### Article:
——————
SCOTUS Asked To Decide On Legal Fees In RIAA Cases
Fogerty's ghost notes that the Supreme Court has been asked to decide whether exonerated RIAA defendants should automatically be awarded attorneys' fees. Texas resident Cliff Thompson was sued by the RIAA, which subsequently dropped its copyright infringement lawsuit after it determined that his adult daughter was the culprit. Thompson was denied attorneys' fees by the district and appeals courts and is asking the Supreme Court to weigh in on the matter. "In the petition for certiorari filed with the Supreme Court, Thompson's attorney Ted Lee lays out the RIAA's legal strategy and notes what he describes as the 'inherent unfairness' of the lawsuits... The fight between the RIAA and alleged copyright infringers is inherently unbalanced due to the vast financial resources available to the record labels. The risk-reward ratio for defendants is seriously out of kilter, and mandating that a successful defense — even if it comes from the RIAA's decision to voluntarily dismiss a case — results in the record labels picking up the tab would even things out."
They don't want to have to counter sue, they want attorney fees automatically granted when the RIAA drops the lawsuit since the dependent technically won the case.
These "ZOMG SCOTUS to fight RIAA in cage match!!!" articles I have seen floating around the tubes seem a bit misleading. Thousands of litigants petition the Supreme Court to grant cert every year, and the court ends up accepting only a few dozen cases.
Although a split among the circuit courts makes it more likely that the SCOTUS will grant cert, it by no means makes it a certainty.
Yes, this is why they are asking for SCOTUS to get involved. Different courts are citing Fogerty v. Fantasy Inc differently, and if I'm reading the article correctly, the courts are determining that RIAAs lawsuits are not considered frivolous, so no attorney fees should be given to the defendant.
In a typical lawsuit in the US, each side generally pays its own attorneys fees, regardless of who wins. A court may award court costs, but those are usually quite small relative to attorneys fees. In frivolous cases, attorneys fees are also sometimes awarded.
——————
### Recorded information:

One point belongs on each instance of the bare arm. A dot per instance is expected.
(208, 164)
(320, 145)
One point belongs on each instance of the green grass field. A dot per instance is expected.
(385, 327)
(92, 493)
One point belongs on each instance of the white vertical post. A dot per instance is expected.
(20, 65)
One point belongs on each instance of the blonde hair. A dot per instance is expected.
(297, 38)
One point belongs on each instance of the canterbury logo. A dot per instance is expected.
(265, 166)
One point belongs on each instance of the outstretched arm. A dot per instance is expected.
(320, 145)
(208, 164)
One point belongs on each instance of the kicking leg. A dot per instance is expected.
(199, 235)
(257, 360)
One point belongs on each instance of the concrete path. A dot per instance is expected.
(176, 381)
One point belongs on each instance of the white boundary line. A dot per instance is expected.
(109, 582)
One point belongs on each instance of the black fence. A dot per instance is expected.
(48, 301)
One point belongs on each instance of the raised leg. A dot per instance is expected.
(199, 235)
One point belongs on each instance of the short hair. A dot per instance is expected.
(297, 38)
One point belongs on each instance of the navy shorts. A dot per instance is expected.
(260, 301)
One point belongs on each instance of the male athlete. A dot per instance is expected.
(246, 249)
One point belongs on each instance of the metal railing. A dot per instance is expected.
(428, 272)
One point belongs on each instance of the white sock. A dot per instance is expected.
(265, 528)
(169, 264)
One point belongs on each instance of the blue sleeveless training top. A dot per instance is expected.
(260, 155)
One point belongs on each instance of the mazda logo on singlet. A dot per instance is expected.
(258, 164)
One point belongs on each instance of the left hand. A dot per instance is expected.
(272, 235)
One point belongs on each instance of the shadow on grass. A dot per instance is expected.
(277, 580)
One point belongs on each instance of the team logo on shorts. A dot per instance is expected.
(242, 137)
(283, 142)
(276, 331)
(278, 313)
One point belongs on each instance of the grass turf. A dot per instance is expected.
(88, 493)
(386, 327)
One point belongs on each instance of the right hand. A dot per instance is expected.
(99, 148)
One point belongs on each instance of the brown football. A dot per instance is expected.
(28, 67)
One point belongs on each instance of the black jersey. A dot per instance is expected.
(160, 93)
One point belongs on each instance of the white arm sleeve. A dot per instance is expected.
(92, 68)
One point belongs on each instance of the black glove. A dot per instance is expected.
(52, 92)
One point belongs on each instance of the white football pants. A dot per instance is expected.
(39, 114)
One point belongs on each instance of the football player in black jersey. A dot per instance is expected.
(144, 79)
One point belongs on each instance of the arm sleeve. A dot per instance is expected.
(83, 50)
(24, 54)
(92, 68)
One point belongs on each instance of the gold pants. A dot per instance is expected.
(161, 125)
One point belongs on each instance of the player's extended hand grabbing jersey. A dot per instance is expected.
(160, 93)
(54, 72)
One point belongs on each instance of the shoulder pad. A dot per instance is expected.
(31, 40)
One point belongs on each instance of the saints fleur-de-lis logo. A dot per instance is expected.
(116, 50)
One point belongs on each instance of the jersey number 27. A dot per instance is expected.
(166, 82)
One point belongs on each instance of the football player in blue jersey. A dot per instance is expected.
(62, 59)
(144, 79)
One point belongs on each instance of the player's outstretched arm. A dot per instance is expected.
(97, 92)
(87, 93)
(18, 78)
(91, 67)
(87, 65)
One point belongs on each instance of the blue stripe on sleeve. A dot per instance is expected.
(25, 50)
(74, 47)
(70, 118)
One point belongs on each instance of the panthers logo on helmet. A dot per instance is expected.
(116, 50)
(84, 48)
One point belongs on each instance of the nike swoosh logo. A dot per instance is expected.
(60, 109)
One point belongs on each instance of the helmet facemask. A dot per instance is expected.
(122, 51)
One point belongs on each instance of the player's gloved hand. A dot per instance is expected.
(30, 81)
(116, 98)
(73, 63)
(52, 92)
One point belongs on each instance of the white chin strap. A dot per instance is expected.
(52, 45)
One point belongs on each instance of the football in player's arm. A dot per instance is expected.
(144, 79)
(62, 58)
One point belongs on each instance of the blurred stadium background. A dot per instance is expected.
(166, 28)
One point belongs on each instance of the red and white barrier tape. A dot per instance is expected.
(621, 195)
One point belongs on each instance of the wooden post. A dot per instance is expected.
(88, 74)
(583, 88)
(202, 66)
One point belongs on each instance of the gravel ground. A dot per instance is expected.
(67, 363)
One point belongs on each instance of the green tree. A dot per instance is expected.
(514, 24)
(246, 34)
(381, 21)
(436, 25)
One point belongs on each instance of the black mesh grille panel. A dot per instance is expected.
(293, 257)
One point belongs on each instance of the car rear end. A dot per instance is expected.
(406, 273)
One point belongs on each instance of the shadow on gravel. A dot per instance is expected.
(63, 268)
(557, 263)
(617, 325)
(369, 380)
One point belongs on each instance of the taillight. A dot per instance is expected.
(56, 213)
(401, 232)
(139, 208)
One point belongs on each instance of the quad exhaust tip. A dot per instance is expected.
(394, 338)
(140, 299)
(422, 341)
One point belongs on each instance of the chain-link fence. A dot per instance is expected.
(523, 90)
——————
### Task objective:
Reproduce the entire discussion on attorneys' fees in RIAA cases word for word.

### Reply:
SCOTUS Asked To Decide On Legal Fees In RIAA Cases
Fogerty's ghost notes that the Supreme Court has been asked to decide whether exonerated RIAA defendants should automatically be awarded attorneys' fees. Texas resident Cliff Thompson was sued by the RIAA, which subsequently dropped its copyright infringement lawsuit after it determined that his adult daughter was the culprit. Thompson was denied attorneys' fees by the district and appeals courts and is asking the Supreme Court to weigh in on the matter. "In the petition for certiorari filed with the Supreme Court, Thompson's attorney Ted Lee lays out the RIAA's legal strategy and notes what he describes as the 'inherent unfairness' of the lawsuits... The fight between the RIAA and alleged copyright infringers is inherently unbalanced due to the vast financial resources available to the record labels. The risk-reward ratio for defendants is seriously out of kilter, and mandating that a successful defense — even if it comes from the RIAA's decision to voluntarily dismiss a case — results in the record labels picking up the tab would even things out."
They don't want to have to counter sue, they want attorney fees automatically granted when the RIAA drops the lawsuit since the dependent technically won the case.
These "ZOMG SCOTUS to fight RIAA in cage match!!!" articles I have seen floating around the tubes seem a bit misleading. Thousands of litigants petition the Supreme Court to grant cert every year, and the court ends up accepting only a few dozen cases.
Although a split among the circuit courts makes it more likely that the SCOTUS will grant cert, it by no means makes it a certainty.
Yes, this is why they are asking for SCOTUS to get involved. Different courts are citing Fogerty v. Fantasy Inc differently, and if I'm reading the article correctly, the courts are determining that RIAAs lawsuits are not considered frivolous, so no attorney fees should be given to the defendant.
In a typical lawsuit in the US, each side generally pays its own attorneys fees, regardless of who wins. A court may award court costs, but those are usually quite small relative to attorneys fees. In frivolous cases, attorneys fees are also sometimes awarded.